*SOURCE DATA*:
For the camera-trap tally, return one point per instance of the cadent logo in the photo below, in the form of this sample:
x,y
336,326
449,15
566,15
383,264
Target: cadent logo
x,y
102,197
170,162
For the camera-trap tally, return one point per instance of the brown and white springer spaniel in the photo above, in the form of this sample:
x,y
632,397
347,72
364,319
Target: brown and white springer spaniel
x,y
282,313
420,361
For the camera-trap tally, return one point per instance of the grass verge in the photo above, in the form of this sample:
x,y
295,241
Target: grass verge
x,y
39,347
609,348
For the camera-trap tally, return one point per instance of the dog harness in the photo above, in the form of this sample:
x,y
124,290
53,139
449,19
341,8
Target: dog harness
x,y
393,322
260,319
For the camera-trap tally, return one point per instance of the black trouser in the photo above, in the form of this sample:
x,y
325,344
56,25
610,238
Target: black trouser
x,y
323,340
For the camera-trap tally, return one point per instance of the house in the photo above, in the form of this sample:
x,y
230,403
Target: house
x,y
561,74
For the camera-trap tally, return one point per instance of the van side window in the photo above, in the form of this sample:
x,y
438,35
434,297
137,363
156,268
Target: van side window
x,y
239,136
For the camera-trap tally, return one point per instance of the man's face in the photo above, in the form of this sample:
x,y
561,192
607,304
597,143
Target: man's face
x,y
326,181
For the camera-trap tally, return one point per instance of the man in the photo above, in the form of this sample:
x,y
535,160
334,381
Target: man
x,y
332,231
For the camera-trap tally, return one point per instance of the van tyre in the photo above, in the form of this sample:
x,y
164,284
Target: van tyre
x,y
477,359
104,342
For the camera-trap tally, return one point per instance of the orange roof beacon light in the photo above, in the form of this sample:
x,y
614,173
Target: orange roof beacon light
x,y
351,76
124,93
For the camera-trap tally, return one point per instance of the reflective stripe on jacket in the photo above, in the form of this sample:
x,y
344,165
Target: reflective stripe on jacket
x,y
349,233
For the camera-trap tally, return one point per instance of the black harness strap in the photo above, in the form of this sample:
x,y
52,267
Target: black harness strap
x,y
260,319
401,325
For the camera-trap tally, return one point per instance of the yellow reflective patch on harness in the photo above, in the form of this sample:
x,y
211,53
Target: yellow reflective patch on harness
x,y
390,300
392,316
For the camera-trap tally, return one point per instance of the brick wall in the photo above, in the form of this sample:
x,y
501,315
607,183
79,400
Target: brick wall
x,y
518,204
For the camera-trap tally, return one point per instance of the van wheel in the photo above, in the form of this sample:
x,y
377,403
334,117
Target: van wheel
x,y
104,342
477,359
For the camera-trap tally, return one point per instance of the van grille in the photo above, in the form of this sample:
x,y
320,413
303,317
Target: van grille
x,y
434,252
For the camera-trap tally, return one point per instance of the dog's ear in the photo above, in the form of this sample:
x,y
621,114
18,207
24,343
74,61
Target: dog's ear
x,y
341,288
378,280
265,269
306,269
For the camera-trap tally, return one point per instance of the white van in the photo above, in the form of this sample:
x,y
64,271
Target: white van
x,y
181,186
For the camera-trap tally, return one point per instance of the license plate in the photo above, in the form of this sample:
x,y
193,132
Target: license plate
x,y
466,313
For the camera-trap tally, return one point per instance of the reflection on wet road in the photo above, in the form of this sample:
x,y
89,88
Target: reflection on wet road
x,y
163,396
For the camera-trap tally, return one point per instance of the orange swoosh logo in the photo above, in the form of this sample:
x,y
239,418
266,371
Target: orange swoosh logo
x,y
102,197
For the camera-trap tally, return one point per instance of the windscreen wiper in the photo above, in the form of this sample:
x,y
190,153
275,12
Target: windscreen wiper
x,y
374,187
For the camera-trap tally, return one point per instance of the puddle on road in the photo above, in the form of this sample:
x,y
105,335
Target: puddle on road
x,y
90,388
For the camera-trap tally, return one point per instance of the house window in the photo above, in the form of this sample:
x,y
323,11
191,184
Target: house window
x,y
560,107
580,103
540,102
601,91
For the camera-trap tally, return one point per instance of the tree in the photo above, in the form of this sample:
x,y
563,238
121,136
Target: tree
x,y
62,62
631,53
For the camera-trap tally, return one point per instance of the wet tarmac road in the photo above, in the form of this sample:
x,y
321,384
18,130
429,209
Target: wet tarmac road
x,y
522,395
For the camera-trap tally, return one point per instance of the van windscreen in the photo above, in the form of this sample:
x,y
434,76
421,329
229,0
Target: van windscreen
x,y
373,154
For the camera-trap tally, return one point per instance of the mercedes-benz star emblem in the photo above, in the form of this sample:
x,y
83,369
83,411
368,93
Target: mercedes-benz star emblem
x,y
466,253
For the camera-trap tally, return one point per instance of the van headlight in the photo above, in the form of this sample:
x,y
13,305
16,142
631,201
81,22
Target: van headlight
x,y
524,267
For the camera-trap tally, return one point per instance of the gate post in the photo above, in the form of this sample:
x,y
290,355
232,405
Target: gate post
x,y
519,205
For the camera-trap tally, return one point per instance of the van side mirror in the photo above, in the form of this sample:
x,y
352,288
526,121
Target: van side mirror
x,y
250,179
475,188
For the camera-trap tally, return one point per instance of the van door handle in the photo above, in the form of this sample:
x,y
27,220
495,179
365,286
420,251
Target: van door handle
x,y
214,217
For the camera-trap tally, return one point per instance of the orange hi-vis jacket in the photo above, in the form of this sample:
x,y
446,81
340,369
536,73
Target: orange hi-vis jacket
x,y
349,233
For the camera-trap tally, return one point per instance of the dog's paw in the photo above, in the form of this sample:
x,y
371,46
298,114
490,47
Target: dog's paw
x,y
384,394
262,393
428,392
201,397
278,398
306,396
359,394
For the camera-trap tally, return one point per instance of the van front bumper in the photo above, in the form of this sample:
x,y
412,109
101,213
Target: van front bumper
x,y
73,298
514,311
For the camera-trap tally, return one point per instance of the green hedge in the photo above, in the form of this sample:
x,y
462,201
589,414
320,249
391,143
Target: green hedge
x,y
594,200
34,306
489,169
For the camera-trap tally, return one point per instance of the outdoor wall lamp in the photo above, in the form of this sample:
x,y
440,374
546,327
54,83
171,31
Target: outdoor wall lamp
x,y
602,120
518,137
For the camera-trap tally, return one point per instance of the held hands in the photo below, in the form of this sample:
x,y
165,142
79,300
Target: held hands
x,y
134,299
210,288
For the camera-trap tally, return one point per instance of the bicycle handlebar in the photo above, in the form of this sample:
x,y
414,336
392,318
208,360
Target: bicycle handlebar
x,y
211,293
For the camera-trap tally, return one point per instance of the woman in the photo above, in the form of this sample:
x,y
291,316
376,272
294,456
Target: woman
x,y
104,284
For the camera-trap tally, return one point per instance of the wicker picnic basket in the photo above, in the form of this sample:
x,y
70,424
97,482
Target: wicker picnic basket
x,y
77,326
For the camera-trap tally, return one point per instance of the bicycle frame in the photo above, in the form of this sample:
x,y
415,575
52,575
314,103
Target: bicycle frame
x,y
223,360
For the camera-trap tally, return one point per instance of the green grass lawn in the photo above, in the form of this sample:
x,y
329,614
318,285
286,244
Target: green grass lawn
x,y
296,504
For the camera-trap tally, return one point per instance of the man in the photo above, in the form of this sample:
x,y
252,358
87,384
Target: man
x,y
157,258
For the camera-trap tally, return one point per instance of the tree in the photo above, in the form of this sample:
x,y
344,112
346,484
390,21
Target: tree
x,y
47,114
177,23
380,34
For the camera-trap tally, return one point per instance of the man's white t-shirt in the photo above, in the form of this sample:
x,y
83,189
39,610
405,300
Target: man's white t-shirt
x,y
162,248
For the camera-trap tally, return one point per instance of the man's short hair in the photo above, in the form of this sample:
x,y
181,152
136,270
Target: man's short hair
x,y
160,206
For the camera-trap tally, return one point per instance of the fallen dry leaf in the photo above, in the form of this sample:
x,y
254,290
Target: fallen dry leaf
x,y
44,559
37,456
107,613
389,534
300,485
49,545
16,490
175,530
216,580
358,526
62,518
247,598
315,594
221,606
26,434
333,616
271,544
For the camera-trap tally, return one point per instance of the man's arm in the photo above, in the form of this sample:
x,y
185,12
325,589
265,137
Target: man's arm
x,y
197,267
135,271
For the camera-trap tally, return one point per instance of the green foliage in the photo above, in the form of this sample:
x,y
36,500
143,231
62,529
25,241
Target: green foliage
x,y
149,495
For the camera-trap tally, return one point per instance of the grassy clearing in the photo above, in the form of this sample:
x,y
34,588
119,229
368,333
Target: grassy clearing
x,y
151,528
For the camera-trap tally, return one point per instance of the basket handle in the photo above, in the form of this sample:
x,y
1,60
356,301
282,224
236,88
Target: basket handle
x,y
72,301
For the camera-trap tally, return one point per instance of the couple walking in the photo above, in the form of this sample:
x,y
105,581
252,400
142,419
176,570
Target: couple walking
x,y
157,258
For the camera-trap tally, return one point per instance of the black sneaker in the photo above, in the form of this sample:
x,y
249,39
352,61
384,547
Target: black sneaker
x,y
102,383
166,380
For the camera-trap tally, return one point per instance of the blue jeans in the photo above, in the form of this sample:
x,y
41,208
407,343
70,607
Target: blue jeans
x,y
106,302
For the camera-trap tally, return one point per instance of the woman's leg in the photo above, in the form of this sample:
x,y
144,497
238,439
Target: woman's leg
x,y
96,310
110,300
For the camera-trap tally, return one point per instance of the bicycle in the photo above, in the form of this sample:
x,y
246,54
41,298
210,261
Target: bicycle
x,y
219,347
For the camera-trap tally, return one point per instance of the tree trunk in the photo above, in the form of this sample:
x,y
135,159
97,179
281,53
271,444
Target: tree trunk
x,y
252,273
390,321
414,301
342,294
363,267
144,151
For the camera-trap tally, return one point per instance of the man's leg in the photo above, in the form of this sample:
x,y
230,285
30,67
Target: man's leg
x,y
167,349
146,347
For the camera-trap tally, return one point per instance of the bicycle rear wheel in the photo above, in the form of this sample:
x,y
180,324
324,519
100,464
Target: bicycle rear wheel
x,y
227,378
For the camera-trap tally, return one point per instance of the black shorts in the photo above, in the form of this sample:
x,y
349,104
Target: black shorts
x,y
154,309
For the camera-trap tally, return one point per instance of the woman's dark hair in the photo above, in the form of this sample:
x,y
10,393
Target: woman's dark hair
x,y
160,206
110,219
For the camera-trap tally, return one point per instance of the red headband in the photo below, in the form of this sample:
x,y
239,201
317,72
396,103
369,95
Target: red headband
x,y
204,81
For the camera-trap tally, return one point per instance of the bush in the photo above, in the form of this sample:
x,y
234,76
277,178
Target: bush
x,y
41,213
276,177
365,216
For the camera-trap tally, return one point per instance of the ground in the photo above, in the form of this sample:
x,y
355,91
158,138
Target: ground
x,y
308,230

*TASK BRIEF*:
Lines containing the word "below": copy each of them from the material.

*EXERCISE SOLUTION*:
For the camera-trap tally, return one point per instance of the cadent logo in the photo below, in the form of this sample:
For the camera-trap tally, return one point per instance of the held hands in the photo below, in the form of this sample:
For the camera-trap tally, return one point per instance of the red headband in the photo below, in the form of this sample:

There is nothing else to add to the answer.